◆ Task to complete
Transcribe the tail of the listing: start at the line containing "microwave, never more. Write one line per instance." and stop after the last line, keeping every character as is and adding nothing.

◆ Dataset records

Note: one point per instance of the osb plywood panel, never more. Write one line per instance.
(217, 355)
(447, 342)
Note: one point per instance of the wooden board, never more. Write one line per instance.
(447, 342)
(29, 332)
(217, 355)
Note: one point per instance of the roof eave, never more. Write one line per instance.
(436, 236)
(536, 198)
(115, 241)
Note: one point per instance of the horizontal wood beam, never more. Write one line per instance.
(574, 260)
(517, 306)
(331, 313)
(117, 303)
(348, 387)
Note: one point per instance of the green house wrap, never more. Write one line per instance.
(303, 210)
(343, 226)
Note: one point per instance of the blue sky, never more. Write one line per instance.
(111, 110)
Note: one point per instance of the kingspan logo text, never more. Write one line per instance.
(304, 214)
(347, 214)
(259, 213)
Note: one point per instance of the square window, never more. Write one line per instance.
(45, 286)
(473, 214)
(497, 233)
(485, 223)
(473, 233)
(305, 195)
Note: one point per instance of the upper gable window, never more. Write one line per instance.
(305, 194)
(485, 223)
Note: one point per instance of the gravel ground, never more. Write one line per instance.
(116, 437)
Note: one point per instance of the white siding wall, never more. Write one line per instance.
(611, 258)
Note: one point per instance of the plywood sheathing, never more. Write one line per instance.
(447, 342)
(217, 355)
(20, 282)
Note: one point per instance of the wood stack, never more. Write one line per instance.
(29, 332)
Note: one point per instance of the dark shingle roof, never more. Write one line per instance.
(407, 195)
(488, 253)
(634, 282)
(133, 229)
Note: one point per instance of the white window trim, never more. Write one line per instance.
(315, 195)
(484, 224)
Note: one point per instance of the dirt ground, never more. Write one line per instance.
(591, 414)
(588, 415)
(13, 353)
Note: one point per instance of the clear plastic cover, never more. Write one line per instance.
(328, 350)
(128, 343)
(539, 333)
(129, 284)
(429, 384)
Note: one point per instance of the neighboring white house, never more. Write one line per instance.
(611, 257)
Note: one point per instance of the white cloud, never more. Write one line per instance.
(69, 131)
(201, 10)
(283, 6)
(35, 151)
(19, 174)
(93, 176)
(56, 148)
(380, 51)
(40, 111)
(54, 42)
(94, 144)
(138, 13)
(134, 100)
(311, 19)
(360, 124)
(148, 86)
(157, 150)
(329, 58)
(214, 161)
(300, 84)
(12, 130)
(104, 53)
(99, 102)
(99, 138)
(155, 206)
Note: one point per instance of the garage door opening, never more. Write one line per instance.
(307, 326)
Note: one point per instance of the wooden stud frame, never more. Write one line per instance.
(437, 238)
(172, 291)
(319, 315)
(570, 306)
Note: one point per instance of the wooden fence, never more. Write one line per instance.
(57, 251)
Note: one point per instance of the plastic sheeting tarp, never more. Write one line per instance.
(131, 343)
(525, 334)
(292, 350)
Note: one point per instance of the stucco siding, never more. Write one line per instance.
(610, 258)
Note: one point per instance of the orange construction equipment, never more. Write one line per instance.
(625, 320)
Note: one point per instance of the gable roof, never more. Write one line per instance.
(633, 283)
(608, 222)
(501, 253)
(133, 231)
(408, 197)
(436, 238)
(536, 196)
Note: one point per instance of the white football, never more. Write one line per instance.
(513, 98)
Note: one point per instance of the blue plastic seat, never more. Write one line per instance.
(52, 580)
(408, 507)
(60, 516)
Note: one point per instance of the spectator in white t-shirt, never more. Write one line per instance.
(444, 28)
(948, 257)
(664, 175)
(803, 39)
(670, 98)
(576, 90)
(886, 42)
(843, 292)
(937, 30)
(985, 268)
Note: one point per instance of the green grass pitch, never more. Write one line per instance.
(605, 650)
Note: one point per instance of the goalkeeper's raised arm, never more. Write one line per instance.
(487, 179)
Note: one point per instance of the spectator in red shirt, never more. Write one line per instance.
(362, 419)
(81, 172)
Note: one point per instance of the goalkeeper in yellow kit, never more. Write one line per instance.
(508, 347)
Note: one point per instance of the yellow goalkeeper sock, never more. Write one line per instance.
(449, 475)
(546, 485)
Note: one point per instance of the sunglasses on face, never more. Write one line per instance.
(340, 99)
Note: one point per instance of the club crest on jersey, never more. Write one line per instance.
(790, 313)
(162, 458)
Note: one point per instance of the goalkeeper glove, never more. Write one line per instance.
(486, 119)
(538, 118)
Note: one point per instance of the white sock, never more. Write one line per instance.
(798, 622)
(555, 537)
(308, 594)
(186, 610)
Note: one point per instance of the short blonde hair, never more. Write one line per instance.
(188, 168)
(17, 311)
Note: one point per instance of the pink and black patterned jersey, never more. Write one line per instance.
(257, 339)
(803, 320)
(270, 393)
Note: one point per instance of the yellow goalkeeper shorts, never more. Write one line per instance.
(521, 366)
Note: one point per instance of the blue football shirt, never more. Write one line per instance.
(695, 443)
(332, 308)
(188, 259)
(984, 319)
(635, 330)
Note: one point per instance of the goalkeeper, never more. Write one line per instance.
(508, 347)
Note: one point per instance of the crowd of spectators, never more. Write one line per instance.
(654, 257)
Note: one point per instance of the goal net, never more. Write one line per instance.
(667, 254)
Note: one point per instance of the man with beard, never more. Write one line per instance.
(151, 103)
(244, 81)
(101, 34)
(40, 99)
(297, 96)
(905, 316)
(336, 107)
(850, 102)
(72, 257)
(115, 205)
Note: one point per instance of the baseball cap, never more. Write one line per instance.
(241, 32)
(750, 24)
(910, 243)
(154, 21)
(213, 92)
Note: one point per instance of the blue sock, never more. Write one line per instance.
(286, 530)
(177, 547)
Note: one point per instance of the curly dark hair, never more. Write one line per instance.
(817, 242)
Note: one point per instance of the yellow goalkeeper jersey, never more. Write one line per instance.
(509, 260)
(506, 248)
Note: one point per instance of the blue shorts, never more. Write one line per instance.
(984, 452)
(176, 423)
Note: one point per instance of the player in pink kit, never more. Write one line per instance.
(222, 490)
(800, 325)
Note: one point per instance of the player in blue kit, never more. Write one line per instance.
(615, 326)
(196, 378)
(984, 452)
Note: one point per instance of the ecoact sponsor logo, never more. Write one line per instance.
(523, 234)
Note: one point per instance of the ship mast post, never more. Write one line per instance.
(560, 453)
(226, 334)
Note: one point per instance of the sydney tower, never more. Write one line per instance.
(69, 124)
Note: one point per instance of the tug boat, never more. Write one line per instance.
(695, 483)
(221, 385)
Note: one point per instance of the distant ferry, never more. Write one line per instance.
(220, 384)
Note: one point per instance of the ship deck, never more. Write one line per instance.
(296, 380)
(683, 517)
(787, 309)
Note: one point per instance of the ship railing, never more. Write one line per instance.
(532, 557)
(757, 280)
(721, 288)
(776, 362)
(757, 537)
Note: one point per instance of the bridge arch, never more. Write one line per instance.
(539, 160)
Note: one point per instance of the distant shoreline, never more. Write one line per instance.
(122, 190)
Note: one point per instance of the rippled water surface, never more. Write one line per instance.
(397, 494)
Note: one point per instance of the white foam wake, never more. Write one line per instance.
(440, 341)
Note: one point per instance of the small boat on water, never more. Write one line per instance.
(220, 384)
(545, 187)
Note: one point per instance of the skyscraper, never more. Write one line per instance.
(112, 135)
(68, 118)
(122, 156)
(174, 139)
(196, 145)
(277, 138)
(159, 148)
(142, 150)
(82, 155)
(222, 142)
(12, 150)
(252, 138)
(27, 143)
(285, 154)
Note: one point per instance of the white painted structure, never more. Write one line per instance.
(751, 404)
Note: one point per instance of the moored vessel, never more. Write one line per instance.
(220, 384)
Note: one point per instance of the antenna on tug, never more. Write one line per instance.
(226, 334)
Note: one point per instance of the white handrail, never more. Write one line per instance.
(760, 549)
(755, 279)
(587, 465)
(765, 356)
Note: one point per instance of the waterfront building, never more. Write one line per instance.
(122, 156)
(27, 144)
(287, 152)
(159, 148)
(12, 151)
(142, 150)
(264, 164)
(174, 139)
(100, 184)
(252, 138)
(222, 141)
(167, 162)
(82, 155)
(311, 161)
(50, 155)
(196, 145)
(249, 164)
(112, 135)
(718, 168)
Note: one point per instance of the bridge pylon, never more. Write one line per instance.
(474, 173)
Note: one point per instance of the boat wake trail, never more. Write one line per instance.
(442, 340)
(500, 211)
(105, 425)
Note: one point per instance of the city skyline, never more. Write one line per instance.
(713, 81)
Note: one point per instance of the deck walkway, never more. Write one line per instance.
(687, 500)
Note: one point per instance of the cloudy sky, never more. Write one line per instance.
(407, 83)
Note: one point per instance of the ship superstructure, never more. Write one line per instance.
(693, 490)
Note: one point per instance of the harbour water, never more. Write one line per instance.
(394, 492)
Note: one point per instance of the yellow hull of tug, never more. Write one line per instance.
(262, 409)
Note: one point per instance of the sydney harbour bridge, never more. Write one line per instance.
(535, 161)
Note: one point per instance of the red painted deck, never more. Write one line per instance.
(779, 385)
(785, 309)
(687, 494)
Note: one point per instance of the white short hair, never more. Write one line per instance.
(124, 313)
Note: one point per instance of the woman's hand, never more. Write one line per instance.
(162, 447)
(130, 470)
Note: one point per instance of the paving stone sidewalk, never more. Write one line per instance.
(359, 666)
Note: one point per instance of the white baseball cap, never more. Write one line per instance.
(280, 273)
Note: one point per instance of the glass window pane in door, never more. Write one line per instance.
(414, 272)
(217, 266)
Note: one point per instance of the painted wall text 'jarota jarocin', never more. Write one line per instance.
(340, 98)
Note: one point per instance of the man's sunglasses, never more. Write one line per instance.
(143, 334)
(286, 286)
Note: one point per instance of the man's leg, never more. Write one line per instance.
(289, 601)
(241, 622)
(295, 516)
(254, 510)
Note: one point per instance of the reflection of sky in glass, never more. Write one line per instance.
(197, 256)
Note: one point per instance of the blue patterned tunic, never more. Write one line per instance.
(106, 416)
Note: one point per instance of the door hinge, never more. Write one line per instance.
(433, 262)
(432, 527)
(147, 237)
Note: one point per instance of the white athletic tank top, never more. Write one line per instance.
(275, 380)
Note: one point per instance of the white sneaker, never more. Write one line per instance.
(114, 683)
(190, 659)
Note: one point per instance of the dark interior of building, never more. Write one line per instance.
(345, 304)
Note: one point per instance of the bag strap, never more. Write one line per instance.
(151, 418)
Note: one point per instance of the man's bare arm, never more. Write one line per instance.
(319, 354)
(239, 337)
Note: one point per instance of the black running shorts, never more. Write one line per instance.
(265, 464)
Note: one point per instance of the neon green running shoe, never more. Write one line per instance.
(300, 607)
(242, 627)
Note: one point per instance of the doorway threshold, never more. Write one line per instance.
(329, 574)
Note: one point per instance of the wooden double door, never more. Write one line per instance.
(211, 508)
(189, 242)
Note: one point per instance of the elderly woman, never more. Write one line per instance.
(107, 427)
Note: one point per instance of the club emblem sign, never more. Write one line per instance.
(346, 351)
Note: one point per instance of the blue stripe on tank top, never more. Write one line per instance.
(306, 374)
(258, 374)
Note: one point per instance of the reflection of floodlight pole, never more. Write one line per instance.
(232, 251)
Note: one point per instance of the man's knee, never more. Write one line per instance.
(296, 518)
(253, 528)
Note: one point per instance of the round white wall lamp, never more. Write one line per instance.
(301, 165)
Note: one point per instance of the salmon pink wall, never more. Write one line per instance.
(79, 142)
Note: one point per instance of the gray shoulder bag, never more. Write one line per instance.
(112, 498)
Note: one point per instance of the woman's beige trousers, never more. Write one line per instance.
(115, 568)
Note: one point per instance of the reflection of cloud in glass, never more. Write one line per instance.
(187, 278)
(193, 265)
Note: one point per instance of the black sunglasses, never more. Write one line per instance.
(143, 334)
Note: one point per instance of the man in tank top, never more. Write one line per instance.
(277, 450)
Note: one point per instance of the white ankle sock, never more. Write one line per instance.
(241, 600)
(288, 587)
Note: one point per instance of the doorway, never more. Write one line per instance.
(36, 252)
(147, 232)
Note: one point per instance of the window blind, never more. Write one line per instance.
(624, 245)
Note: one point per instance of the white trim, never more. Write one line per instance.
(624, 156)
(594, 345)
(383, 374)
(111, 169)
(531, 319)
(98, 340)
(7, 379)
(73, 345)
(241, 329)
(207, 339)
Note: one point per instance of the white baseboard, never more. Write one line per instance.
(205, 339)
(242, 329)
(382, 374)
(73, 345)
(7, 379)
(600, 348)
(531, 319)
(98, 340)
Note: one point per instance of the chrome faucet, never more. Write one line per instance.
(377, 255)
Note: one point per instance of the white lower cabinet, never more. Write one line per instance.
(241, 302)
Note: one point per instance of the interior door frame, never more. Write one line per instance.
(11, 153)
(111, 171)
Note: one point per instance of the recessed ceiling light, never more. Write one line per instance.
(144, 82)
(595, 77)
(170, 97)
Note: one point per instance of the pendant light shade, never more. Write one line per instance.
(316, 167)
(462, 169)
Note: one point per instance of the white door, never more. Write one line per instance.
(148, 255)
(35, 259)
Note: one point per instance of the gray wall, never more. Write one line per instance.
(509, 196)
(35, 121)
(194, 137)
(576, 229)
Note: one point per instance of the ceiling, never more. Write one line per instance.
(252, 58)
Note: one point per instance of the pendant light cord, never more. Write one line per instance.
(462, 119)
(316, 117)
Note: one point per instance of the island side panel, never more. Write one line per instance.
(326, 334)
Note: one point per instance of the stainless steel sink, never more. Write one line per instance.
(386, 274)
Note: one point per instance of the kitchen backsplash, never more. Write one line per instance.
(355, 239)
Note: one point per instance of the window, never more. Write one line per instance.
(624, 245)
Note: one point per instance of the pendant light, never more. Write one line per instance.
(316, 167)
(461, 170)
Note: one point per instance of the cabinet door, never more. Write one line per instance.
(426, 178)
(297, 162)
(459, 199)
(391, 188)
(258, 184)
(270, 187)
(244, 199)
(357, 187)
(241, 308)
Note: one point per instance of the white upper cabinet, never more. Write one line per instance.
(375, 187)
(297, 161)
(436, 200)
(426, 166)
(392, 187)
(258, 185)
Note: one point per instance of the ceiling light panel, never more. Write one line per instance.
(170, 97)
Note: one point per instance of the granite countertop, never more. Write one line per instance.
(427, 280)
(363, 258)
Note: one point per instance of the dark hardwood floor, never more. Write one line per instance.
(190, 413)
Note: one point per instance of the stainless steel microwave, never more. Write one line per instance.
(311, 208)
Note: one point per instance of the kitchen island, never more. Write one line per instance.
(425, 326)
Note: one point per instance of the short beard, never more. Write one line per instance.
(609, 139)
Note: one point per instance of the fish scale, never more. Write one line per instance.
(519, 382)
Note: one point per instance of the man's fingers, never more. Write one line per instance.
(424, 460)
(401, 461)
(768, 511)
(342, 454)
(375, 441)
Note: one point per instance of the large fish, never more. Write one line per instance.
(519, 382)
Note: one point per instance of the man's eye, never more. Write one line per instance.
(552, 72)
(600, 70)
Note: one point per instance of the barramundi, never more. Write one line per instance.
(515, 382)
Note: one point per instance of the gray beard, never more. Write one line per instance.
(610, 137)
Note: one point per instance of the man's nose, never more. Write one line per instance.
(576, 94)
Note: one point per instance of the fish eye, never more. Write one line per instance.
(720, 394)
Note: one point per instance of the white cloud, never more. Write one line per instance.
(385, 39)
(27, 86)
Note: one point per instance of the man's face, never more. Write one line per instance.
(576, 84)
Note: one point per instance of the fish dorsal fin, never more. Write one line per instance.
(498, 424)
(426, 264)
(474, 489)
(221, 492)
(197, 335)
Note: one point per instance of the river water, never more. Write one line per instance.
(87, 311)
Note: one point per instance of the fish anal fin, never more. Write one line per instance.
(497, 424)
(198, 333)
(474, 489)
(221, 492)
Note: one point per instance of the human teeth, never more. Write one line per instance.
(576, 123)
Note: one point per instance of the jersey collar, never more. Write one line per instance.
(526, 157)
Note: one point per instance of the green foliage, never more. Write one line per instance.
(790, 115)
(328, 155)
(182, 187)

◆ Answer to the task
Note: one point per instance of the stainless steel microwave, never more. Write one line per instance.
(311, 208)
Note: one point per instance of the kitchen island, never more. Write one line per instance.
(425, 326)
Note: one point per instance of the short beard, never more. Write one line per instance.
(609, 139)
Note: one point per instance of the fish scale, never more. Write one line per instance.
(519, 382)
Note: one point per instance of the man's fingers, never more. Write one line per instance.
(424, 460)
(401, 461)
(768, 511)
(342, 454)
(375, 441)
Note: one point per instance of the large fish, never more. Write one line per instance.
(519, 382)
Note: one point per instance of the man's eye, never more. Write one line per instance.
(552, 72)
(600, 70)
Note: one point per instance of the barramundi, never more. Write one line per instance.
(515, 382)
Note: one point per instance of the gray beard, never more. Write one line per instance.
(610, 137)
Note: one point per instance of the man's nose, never more. Write one line per instance.
(576, 94)
Note: one point per instance of the fish eye, never more. Write one line per instance.
(720, 394)
Note: one point per instance of the white cloud, never more. Write one line per instance.
(385, 39)
(27, 86)
Note: one point per instance of the man's face, never more. Write one line per instance.
(576, 84)
Note: one point per instance of the fish dorsal fin, never more. Write one line per instance.
(498, 424)
(426, 264)
(474, 489)
(221, 492)
(197, 335)
Note: one point per instance of the river water, never more. Write one line per instance.
(87, 311)
Note: one point per instance of the fish anal fin, never more. Write one line per instance.
(497, 424)
(198, 333)
(474, 489)
(221, 492)
Note: one point per instance of the human teeth, never more. Write one line per instance.
(576, 123)
Note: one point per instance of the jersey collar, never more. Write one line per instance.
(526, 157)
Note: one point per instance of the green foliage, never more. Write one line per instance.
(790, 115)
(328, 155)
(182, 187)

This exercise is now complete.